- Leader: Secretariat of the Central Committee (collective leadership; disputed) Nikolai Degtyarenko (as General Secretary of the Central Committee; disputed)
- Founder: Nina Andreyeva
- Founded: 8 November 1991; 34 years ago
- Preceded by: Bolshevik Platform of the CPSU
- Headquarters: Saint Petersburg (the central committee headed by Zelikov) Pyatigorsk (the central committee headed by Degtyarenko)
- Newspaper: Serp i Molot (Hammer and Sickle), Raboche-krest'yanskaya pravda (Workers' and Peasants' Truth) Vpered (Forward)
- Youth wing: All-Union Young Guard Bolsheviks
- Membership (2013): 22,000 (2013)
- Ideology: Communism Marxism–Leninism Stalinism Bolshevism Anti-revisionism
- Political position: Far-left
- International affiliation: World Anti-Imperialist Platform [ru]
- Colours: Red
- Slogan: "Workers of the world, unite!" (Russian: "Пролетарии всех стран, соединяйтесь!")
- Anthem: The Internationale

Party flag

Website
- vkpb.ru (disputed) vkpb-skb.ru (recognized by the Pyatigorsk Central Committee; disputed)
#####
__Given request A__.
Answer these questions using the party profile:
(i) Who founded the party?
(ii) In which city is the central committee headed by Degtyarenko based?
(iii) What membership figure is given for 2013?
__Given request B__.
Decide whether each statement agrees with the party profile, and quote the words that settle it:
(i) The party was founded on 8 November 1991.
(ii) The party's political position is given as center-left.
(iii) The party's youth wing is the All-Union Young Guard Bolsheviks.
__Given request C__. Carry on the party profile from the point where it ends.

__Data__.
#####
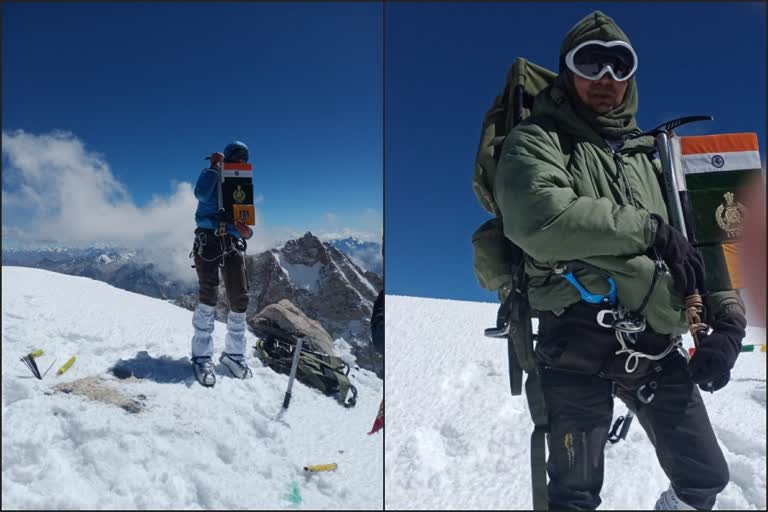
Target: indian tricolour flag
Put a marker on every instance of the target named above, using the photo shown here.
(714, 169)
#####
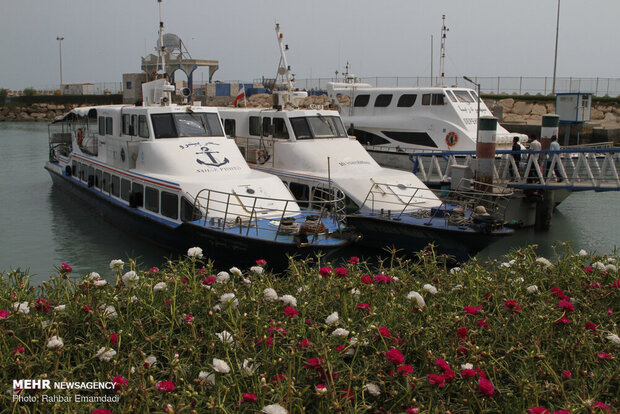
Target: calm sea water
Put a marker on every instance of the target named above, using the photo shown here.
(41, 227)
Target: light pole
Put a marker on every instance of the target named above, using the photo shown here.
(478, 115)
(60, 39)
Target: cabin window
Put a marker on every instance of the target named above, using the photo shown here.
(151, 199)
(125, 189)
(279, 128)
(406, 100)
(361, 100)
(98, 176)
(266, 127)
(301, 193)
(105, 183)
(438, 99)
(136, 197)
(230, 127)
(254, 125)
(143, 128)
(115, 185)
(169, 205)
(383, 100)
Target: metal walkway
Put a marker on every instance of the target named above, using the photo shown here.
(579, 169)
#####
__Task result A__.
(i) Nina Andreyeva
(ii) Pyatigorsk
(iii) 22,000

__Task result B__.
(i) Yes: "Founded: 8 November 1991"
(ii) No: "Political position: Far-left"
(iii) Yes: "Youth wing: All-Union Young Guard Bolsheviks"

__Task result C__.
= All-Union Communist Party of Bolsheviks (1991) =

The All-Union Communist Party of Bolsheviks (VKPB; Всесоюзная коммунистическая партия большевиков; ВКПБ; Vsesoyuznaya kommunisticheskaya partiya bolshevikov, VKPB) is an unregistered anti-revisionist Marxist–Leninist communist party operating in Russia and other former Soviet states. It was founded in November 1991 and led by Nina Andreyeva, a university teacher who was well known for her 1988 open letter "I can't compromise my principles", published in the newspaper Sovetskaya Rossiya.

The party is known for its sectarian positions. It opposes the Communist Party of the Russian Federation due to its "reformist" character and has refused to back its candidates for presidential election. It is also outspokenly critical of the Russian church and religion in general, demanding the separation of church and state, and Vladimir Putin's regime.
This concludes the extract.